◆ Given records ◆
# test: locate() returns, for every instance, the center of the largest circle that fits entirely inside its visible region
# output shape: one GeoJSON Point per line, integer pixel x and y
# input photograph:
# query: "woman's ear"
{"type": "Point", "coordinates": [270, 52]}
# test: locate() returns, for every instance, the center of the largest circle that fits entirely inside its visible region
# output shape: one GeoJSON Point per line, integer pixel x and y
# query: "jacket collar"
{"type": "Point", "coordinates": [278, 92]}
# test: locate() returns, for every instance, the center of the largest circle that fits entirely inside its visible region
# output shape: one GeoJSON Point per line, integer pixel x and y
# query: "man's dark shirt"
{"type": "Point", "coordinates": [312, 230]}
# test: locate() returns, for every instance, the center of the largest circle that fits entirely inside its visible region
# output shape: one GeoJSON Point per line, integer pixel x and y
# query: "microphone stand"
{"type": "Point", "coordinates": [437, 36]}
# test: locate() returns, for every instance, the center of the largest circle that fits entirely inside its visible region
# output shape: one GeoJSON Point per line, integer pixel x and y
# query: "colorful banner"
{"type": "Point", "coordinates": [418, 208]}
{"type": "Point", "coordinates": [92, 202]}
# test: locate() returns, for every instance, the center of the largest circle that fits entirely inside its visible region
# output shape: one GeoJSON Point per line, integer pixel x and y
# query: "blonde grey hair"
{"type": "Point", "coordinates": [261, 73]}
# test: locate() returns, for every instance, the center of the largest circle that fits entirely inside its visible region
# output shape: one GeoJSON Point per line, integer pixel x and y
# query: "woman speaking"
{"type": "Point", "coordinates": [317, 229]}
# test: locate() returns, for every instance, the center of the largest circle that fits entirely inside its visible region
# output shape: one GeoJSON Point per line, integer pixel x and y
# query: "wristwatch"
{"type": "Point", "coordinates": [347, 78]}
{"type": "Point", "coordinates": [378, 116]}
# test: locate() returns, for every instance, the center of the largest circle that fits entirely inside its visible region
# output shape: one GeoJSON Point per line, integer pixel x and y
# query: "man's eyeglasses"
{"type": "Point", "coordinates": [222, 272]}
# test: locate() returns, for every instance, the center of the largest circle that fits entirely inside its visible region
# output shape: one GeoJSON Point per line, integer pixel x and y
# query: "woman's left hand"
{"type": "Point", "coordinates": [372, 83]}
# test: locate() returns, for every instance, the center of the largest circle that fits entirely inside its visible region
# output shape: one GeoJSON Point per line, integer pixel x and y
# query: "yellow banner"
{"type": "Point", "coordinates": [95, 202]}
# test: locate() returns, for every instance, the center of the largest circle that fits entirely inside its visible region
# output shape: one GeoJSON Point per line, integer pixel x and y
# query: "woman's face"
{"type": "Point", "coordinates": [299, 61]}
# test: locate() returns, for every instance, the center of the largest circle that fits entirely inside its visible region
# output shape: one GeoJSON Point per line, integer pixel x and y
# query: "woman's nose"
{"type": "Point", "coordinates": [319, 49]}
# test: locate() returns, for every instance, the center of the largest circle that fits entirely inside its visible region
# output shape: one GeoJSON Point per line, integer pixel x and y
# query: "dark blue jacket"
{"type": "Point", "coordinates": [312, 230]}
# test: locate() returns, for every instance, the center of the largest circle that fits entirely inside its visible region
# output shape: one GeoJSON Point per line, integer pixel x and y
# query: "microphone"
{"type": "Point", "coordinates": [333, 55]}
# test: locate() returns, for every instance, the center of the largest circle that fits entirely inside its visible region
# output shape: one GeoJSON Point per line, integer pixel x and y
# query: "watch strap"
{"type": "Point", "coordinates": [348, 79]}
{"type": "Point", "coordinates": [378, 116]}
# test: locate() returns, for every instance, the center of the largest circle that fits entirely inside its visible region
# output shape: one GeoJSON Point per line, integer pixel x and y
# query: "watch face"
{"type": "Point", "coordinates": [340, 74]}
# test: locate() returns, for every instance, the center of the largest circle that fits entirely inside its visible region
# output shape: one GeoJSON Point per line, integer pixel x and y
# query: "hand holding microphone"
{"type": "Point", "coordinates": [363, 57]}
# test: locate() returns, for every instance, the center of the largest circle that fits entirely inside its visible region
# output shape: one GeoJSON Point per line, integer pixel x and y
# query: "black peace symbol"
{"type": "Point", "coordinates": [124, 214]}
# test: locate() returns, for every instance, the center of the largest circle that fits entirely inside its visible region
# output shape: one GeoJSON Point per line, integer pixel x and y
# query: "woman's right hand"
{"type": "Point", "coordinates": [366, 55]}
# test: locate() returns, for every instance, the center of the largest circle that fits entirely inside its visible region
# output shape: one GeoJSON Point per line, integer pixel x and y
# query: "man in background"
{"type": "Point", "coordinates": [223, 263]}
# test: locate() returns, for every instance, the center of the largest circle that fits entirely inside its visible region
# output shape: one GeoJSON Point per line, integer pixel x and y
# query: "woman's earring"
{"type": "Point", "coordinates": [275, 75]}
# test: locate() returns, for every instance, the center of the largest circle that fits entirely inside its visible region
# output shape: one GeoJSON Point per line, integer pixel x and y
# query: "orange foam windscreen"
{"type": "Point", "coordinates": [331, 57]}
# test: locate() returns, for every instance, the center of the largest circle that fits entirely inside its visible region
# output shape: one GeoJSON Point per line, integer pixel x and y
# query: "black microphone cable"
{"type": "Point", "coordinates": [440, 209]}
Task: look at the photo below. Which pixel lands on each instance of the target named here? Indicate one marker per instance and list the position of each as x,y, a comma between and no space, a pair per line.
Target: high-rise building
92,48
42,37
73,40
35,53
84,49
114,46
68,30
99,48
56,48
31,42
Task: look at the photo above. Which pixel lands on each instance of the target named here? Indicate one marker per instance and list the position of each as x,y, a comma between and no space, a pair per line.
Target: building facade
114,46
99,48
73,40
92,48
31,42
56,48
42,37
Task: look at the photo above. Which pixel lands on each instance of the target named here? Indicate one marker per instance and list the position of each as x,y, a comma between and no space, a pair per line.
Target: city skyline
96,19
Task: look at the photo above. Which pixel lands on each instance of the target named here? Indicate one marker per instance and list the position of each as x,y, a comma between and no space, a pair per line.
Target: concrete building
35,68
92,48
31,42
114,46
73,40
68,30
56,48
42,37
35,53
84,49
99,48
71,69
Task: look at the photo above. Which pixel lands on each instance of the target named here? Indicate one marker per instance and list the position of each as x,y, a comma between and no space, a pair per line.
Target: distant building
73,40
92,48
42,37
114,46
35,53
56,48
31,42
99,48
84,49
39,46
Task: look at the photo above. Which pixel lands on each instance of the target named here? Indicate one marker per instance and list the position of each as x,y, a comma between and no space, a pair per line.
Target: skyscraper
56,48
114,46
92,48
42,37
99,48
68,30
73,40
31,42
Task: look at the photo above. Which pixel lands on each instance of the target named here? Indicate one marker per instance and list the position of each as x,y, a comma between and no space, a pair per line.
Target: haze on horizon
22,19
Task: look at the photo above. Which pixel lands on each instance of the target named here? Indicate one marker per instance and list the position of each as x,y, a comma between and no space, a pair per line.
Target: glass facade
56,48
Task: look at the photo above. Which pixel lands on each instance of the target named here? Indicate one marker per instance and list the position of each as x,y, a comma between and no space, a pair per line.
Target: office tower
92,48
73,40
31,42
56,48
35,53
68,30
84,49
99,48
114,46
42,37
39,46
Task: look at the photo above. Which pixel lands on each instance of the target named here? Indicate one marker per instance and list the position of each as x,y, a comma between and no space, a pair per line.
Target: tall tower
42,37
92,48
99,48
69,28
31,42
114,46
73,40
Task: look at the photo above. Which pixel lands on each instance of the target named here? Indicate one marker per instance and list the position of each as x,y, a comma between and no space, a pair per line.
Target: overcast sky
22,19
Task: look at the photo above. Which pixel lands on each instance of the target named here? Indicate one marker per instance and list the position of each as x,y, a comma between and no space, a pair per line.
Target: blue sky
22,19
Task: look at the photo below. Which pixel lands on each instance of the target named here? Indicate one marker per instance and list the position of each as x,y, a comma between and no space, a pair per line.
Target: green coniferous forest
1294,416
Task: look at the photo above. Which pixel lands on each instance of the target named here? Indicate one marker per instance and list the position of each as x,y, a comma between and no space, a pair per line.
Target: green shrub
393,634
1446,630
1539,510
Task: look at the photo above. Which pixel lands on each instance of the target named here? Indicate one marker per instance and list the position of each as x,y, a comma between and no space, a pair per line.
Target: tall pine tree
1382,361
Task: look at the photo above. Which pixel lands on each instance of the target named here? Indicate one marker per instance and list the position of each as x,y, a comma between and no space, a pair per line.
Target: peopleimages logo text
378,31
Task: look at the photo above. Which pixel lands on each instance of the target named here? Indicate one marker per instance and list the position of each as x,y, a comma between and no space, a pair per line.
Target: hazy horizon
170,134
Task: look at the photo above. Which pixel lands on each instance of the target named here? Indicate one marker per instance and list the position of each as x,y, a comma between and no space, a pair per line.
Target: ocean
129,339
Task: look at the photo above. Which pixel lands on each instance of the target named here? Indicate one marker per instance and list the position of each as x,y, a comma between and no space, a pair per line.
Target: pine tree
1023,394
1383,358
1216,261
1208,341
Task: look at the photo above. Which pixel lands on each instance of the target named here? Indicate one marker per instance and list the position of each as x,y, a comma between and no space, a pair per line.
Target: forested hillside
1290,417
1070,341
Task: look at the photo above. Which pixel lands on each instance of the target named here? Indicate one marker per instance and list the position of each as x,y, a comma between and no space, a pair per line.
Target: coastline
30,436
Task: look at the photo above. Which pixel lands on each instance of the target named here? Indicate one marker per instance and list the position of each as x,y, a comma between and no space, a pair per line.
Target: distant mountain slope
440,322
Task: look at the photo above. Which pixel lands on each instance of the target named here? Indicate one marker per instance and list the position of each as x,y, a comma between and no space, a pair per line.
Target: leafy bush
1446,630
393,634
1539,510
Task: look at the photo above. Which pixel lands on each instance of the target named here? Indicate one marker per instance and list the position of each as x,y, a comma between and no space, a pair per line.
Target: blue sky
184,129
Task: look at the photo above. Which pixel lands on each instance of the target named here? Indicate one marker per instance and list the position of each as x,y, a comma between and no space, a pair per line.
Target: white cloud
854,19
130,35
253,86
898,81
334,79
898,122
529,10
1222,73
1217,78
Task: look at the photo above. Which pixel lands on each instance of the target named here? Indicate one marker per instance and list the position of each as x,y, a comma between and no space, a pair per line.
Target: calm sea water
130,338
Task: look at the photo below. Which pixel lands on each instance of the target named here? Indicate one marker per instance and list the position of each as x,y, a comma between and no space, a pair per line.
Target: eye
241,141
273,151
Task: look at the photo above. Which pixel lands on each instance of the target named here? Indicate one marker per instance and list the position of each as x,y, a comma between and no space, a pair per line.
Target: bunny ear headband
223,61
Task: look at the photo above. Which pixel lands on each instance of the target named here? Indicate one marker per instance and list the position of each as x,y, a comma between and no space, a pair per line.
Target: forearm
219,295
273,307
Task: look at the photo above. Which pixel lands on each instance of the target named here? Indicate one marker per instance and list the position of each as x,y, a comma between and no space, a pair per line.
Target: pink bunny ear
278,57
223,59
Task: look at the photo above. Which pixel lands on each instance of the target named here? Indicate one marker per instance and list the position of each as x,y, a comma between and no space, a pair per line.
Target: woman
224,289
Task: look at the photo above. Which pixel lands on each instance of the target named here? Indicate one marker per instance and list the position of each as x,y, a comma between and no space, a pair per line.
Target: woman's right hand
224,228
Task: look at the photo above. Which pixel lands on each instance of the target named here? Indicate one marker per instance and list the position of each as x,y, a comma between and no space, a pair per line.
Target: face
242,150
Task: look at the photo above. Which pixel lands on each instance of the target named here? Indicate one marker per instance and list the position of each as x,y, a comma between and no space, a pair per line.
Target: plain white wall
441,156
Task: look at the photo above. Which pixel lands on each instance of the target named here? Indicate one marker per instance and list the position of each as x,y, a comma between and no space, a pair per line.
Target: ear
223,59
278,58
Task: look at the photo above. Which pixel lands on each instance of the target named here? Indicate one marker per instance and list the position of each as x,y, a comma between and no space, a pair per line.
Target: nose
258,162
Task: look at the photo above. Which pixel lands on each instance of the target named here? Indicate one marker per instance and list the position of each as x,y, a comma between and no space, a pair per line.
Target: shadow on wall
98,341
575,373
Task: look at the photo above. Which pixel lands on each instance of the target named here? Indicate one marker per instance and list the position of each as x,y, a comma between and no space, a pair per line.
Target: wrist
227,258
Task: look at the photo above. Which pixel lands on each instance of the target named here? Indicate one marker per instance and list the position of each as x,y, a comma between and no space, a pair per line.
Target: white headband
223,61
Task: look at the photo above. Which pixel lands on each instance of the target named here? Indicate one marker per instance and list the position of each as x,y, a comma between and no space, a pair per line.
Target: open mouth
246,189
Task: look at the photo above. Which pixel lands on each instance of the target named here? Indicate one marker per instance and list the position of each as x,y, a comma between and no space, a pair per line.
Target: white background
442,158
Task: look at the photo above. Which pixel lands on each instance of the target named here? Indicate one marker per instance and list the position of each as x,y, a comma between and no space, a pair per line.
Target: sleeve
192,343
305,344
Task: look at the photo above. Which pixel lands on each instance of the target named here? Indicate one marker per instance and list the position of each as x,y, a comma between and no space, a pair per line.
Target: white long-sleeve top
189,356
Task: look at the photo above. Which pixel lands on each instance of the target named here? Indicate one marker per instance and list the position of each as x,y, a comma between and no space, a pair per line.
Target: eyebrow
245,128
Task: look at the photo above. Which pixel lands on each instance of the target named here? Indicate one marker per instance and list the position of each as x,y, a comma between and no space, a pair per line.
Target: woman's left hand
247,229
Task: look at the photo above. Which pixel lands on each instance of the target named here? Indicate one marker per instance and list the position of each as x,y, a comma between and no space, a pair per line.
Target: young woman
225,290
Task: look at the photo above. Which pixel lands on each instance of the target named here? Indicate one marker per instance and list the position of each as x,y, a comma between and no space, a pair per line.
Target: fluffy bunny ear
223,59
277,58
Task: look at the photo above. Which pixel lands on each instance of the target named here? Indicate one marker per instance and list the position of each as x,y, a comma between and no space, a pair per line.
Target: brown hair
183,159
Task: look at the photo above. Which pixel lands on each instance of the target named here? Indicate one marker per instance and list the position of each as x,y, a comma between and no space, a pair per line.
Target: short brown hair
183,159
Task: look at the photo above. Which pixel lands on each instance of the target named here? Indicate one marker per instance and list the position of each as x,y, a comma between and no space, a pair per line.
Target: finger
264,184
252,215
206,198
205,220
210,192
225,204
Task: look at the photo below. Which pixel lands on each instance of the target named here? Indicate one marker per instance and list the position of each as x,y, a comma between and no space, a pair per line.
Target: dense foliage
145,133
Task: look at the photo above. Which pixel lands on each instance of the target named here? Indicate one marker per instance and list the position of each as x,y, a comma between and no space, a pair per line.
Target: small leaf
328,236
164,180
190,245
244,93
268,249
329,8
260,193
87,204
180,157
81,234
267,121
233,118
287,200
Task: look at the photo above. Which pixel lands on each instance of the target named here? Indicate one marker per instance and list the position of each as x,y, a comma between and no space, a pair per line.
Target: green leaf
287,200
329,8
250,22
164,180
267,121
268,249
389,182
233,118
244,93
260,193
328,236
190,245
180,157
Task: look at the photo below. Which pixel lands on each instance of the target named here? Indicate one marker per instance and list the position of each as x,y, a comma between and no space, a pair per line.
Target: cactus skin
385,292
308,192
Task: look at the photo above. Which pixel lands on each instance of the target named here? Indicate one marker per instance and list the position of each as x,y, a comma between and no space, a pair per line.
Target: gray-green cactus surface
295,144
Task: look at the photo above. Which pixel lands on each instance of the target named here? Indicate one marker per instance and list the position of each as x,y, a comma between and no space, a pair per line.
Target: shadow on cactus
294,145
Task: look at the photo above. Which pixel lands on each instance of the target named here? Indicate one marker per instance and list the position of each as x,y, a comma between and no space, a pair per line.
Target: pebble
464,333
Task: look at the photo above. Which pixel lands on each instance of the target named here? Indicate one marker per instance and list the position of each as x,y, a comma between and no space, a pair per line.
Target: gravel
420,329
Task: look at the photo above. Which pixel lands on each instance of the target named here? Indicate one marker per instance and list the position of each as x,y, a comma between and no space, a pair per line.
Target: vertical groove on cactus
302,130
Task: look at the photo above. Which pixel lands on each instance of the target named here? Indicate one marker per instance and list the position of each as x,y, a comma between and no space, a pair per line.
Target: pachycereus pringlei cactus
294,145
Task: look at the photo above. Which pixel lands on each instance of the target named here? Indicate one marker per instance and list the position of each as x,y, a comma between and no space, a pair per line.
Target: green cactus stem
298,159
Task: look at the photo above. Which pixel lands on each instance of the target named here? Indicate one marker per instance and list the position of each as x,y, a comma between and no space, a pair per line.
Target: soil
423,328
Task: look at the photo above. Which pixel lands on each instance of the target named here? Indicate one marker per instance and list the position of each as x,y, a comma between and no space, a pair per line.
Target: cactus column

◆ Your goal ◆
Nothing should be returned except the lines from the one holding "Target: soil" through the final line of the listing, exactly as they appear.

◆ Task result ◆
Target: soil
423,328
Task: look at the photo above. Which pixel lands on each instance of the target named here? Indicate one marker per instance and list the position of each as x,y, a comma between and no space, a pair per line.
Target: cactus column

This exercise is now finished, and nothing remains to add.